[What to produce] Reproduce the profile text word for word, between "I'm Adam Coster, CEO" and "anything in here.", inclusive.

— BEGIN Supplied text —

Hey there, internet rando!
I'm Adam Coster, CEO and co-founder of video game studio Butterscotch Shenanigans (@bscotch).
I'm a fullstack web developer and DevOps enthusiast, but also spend a lot of my time thinking about data, productivity, and business (see my personal blog). I talk about all of that a lot on my weekly podcast, Coffee with Butterscotch, co-hosted by my co-founders (and literal brothers).
I'm embracing the monorepo lifestyle, and so this repo will accumulate stuff I create outside of work. Most of the stuff I create is for work, so at any given moment there might not be much of anything in here.
Most of the stuff I've worked on is closed source. Here's a quick summary of my biggest projects:
- Video Game Webtech: I develop and maintain all of the webtech for our games, starting in 2015 with our "BscotchID" service, which in 2018 I replaced with a shinier service, "Rumpus". Migrating users between those systems without downtime was quite the endeavor! BscotchID/Rumpus features include:
- Cross-platform save syncing (e.g. allowing players to switch between a mobile device and a console without losing progress)
- Cross-platform user-generated content sharing (in Levelhead, players can create and share custom levels and compete on per-level leaderboards)

— END Supplied text —
— BEGIN Raw records —

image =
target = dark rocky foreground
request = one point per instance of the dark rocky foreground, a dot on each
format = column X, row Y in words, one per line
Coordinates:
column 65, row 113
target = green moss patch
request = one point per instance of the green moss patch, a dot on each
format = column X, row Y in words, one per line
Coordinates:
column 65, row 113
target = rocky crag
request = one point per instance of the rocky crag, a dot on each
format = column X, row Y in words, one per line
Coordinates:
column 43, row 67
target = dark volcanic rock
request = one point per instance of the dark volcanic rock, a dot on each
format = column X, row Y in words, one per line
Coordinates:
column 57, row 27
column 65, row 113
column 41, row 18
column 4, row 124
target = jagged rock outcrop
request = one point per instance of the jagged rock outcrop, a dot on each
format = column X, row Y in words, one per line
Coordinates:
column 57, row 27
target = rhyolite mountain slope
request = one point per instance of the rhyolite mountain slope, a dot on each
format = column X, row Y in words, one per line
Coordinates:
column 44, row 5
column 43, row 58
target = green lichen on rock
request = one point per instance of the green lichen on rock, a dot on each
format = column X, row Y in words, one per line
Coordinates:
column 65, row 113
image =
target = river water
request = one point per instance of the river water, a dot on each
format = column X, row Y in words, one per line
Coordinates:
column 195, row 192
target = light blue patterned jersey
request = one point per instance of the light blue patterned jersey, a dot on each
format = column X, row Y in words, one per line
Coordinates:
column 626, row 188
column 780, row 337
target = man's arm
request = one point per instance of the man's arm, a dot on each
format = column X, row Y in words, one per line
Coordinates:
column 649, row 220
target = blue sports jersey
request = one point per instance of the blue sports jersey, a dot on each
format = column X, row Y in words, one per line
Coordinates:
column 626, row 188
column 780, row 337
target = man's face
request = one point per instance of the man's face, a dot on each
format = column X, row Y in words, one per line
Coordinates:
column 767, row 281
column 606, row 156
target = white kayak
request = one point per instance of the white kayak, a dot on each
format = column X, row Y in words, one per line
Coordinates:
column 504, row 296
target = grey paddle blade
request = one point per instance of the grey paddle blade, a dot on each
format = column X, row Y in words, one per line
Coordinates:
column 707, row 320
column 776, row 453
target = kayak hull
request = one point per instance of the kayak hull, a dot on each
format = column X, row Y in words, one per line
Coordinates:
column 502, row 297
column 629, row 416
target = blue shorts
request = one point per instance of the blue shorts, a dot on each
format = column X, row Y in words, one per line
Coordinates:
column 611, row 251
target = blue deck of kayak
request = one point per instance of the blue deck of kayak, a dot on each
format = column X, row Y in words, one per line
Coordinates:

— END Raw records —

[Finished answer]
I'm Adam Coster, CEO and co-founder of video game studio Butterscotch Shenanigans (@bscotch).
I'm a fullstack web developer and DevOps enthusiast, but also spend a lot of my time thinking about data, productivity, and business (see my personal blog). I talk about all of that a lot on my weekly podcast, Coffee with Butterscotch, co-hosted by my co-founders (and literal brothers).
I'm embracing the monorepo lifestyle, and so this repo will accumulate stuff I create outside of work. Most of the stuff I create is for work, so at any given moment there might not be much of anything in here.